— Source records —
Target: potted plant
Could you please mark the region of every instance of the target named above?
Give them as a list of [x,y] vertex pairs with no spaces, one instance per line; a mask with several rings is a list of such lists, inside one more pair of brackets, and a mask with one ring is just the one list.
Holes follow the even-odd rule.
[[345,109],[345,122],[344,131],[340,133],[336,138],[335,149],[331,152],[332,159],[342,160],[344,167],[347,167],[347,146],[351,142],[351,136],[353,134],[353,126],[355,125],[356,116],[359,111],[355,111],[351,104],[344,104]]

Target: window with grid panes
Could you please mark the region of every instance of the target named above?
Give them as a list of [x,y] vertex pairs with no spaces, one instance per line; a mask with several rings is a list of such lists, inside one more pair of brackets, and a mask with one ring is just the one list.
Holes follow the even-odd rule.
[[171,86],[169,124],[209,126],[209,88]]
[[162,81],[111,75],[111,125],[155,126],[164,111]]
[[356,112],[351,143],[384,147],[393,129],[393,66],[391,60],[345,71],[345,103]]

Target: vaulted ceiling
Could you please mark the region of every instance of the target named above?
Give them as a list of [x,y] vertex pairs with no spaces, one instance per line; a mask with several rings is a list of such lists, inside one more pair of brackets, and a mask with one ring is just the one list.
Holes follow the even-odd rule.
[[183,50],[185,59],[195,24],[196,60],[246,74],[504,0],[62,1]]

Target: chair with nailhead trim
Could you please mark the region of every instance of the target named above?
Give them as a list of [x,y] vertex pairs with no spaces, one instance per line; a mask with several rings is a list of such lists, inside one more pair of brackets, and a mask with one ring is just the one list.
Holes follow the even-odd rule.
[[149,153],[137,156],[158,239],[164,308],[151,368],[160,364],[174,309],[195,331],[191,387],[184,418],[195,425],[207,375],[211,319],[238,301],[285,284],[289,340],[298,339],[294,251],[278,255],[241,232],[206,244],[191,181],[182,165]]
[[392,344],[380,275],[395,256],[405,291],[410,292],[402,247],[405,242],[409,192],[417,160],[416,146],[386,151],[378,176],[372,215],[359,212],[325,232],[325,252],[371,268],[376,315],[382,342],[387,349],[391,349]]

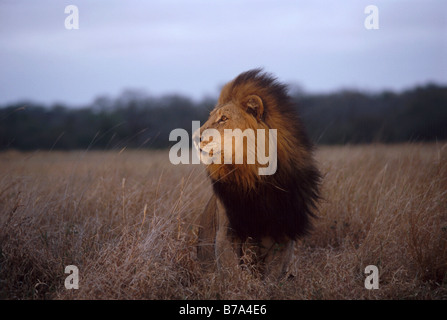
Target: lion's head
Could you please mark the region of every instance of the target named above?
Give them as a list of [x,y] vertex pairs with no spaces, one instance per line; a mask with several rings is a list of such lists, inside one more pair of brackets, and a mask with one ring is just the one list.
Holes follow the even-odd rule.
[[[259,69],[223,87],[208,120],[193,135],[213,181],[251,189],[276,174],[277,161],[282,170],[309,161],[309,142],[289,100],[286,87]],[[270,170],[262,174],[262,168]]]
[[[241,177],[240,172],[244,172],[245,180],[248,176],[250,180],[256,179],[259,168],[266,165],[265,161],[259,161],[261,155],[273,159],[276,170],[276,148],[273,150],[274,144],[269,144],[269,127],[263,121],[263,111],[263,101],[258,95],[247,95],[242,100],[226,100],[221,96],[206,123],[194,135],[213,180],[225,179],[231,173],[235,173],[233,177]],[[240,182],[245,184],[243,180]]]

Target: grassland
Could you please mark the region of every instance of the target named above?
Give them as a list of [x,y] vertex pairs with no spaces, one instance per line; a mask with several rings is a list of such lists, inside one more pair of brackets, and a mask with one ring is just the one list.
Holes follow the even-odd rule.
[[[2,299],[446,299],[447,144],[320,147],[293,278],[203,273],[201,165],[163,151],[0,153]],[[65,266],[79,268],[67,290]],[[364,287],[365,267],[379,289]]]

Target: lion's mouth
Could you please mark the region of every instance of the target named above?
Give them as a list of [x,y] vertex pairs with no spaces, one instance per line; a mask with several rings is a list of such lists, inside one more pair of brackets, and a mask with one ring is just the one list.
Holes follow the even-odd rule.
[[220,154],[219,145],[215,142],[208,142],[205,145],[203,145],[203,143],[196,142],[195,146],[197,150],[200,151],[200,154],[206,157],[215,157]]
[[200,153],[205,155],[205,156],[209,156],[209,157],[214,157],[220,154],[220,151],[214,151],[213,149],[211,149],[210,151],[204,150],[202,148],[199,147]]

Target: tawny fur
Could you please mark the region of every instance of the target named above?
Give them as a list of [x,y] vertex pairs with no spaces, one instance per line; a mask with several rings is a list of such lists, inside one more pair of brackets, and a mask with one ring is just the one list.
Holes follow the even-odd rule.
[[223,87],[198,135],[210,128],[222,136],[224,129],[276,129],[277,170],[259,175],[258,162],[223,164],[223,158],[222,164],[207,166],[214,194],[201,217],[199,259],[231,267],[244,261],[244,248],[255,247],[250,261],[264,274],[284,275],[294,241],[311,228],[320,182],[312,144],[287,87],[259,69],[240,74]]

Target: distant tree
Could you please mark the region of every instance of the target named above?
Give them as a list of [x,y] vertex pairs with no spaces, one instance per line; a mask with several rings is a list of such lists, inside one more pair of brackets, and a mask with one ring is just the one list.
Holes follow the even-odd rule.
[[[447,87],[402,93],[344,90],[306,94],[290,90],[303,124],[319,144],[447,140]],[[0,107],[0,149],[166,148],[169,133],[206,121],[214,98],[193,101],[171,94],[126,90],[113,99],[69,108],[21,102]]]

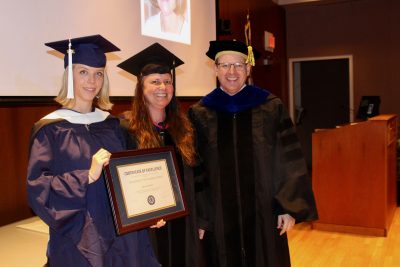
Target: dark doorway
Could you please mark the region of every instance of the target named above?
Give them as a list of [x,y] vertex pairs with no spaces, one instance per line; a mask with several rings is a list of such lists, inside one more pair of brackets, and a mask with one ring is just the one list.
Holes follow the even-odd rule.
[[350,62],[349,58],[335,58],[299,61],[294,65],[297,84],[294,88],[294,120],[311,170],[311,137],[315,129],[349,123],[350,115],[353,115]]

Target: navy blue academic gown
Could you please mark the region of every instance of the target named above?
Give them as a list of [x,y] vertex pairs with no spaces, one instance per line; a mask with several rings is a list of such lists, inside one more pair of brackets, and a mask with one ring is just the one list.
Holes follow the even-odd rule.
[[28,166],[29,204],[50,228],[50,266],[160,266],[147,230],[116,235],[104,178],[88,184],[93,154],[125,149],[119,120],[97,109],[100,116],[65,112],[72,119],[35,124]]

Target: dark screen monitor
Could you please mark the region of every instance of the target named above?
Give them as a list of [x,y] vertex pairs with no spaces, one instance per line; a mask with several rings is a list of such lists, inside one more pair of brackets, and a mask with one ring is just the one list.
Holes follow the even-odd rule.
[[363,96],[358,108],[357,119],[366,120],[379,115],[380,96]]

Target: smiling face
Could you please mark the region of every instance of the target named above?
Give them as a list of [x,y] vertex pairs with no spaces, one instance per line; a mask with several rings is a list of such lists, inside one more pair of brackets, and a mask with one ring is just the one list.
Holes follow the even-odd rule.
[[234,95],[246,83],[247,76],[250,74],[250,65],[246,64],[244,57],[240,55],[224,54],[216,61],[215,73],[222,89],[229,95]]
[[154,73],[143,78],[143,95],[150,114],[164,114],[173,93],[171,74]]
[[157,3],[164,15],[173,13],[176,8],[176,0],[157,0]]
[[93,99],[104,83],[104,68],[93,68],[83,64],[73,65],[75,106],[78,111],[91,109]]

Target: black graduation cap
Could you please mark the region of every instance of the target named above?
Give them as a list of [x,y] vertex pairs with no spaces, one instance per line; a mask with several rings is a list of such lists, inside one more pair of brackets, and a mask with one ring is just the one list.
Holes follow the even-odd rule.
[[171,53],[168,49],[159,43],[154,43],[136,55],[121,62],[118,64],[118,67],[138,77],[140,75],[158,73],[157,68],[154,69],[153,72],[150,71],[143,73],[143,68],[148,64],[157,64],[168,67],[169,71],[172,70],[174,73],[175,68],[183,63],[184,62],[181,59]]
[[70,42],[73,50],[73,64],[79,63],[95,68],[105,67],[106,56],[104,53],[120,51],[118,47],[99,34],[45,43],[46,46],[65,55],[64,68],[69,64],[67,53]]
[[245,43],[235,40],[210,41],[210,46],[206,52],[206,55],[212,60],[216,60],[217,57],[223,54],[223,52],[231,51],[241,53],[245,57],[249,57],[249,52],[252,51],[255,59],[260,57],[260,52],[258,52],[256,49],[249,49],[249,46],[247,46]]

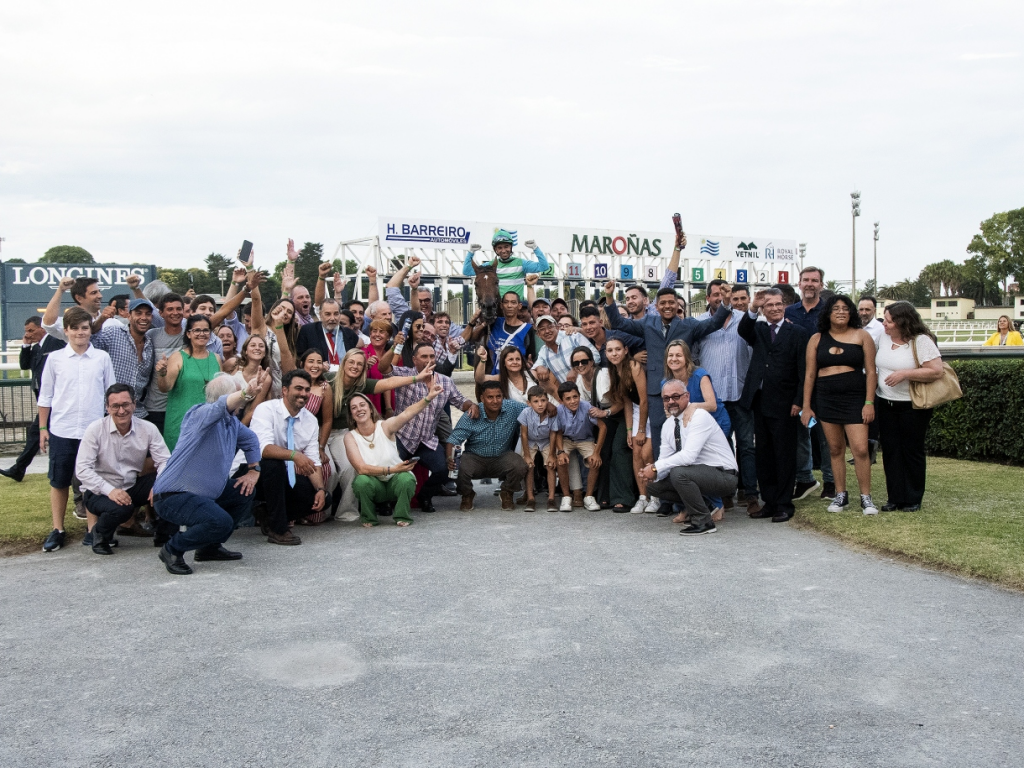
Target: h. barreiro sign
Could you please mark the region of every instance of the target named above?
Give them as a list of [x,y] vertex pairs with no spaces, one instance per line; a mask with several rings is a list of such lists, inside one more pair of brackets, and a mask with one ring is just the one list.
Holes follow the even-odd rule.
[[[0,294],[4,338],[22,337],[25,319],[42,314],[61,278],[95,277],[104,297],[110,298],[119,293],[131,293],[126,282],[129,275],[138,275],[145,284],[156,279],[156,267],[144,264],[4,264]],[[71,297],[66,296],[66,301],[70,300]]]
[[[512,233],[515,250],[536,240],[546,253],[587,253],[623,258],[668,259],[675,235],[671,231],[641,232],[587,227],[546,227],[499,221],[448,221],[385,216],[378,220],[382,247],[468,249],[479,243],[490,250],[491,237],[504,229]],[[731,237],[689,232],[684,257],[713,262],[796,261],[795,240],[771,237]]]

— Exercise directions —
From the entries above, extract every line where the word "lion" appears.

— Written answer —
Target: lion's head
Target: lion's mouth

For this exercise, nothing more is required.